[Begin Text segment]

AMD isn't exiting the high-end GPU market, but did cancel MI300-like Navi 41 (with 13 chiplets) for a variety of reasons. One of the main reasons is that Navi 41 would have competed with MI300 for advanced assembly time at a moment where AMD is massively ramping MI300 supply to fill orders for AI/HPC datacenters and supercomputers; these are very high margin parts, unlike consumer-grade Navi 41. The other is that the chiplet architecture with multiple graphics dies isn't quite ready yet and very likely needs more time to mature.

Gamers are pretty demanding, so TDRs and/or stutters (or nasty frametime spikes from pipeline stalls) are just not going to be accepted, even with the novelty of a multi-graphics-chiplet GPU (vs the single GCD on N31/32). That's a good way for AMD to cede even more marketshare to Nvidia. And we all know Nvidia is working towards chiplet GPUs as well, yet we've only seen B200 (Blackwell), which is a compute platform supporting multi-GPU on-package via a very high-bandwidth interconnect along the edge of the die.

[End Text segment]
[Begin Information supplied]

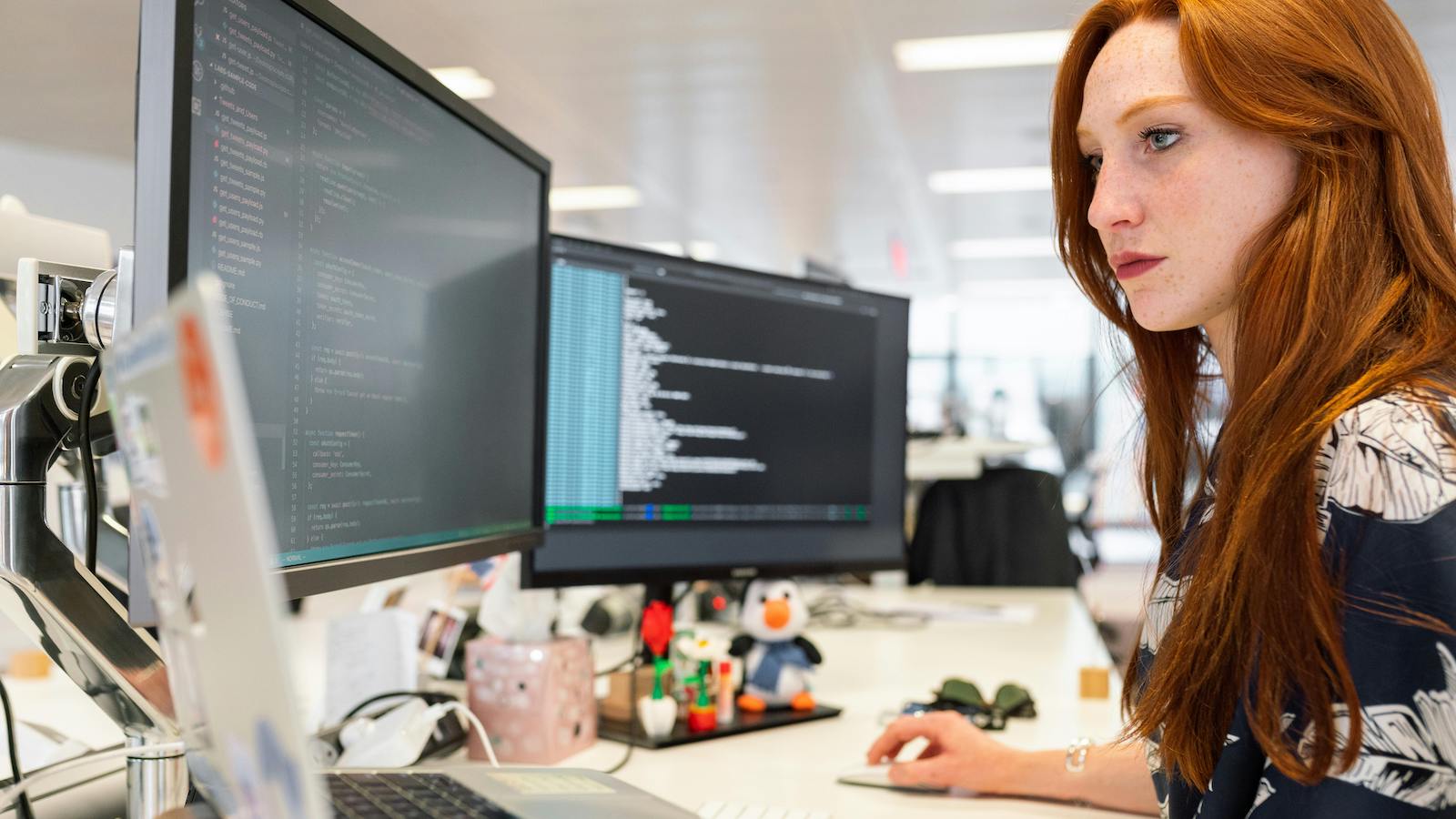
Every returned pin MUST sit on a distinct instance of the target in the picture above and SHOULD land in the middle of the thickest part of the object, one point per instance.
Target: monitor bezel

[End Information supplied]

▶ Written request 1
From the passage on AMD's GPU plans, output the words from "Gamers are pretty" to "of the die." without any changes.
▶ Written request 2
Answer these questions using the passage on AMD's GPU plans.
(a) How many chiplets would Navi 41 have had?
(b) Which AMD product would Navi 41 have competed with for advanced assembly time?
(c) Which Nvidia product does the passage say is the only one seen so far?

▶ Complete answer 1
Gamers are pretty demanding, so TDRs and/or stutters (or nasty frametime spikes from pipeline stalls) are just not going to be accepted, even with the novelty of a multi-graphics-chiplet GPU (vs the single GCD on N31/32). That's a good way for AMD to cede even more marketshare to Nvidia. And we all know Nvidia is working towards chiplet GPUs as well, yet we've only seen B200 (Blackwell), which is a compute platform supporting multi-GPU on-package via a very high-bandwidth interconnect along the edge of the die.

▶ Complete answer 2
(a) 13
(b) MI300
(c) B200 (Blackwell)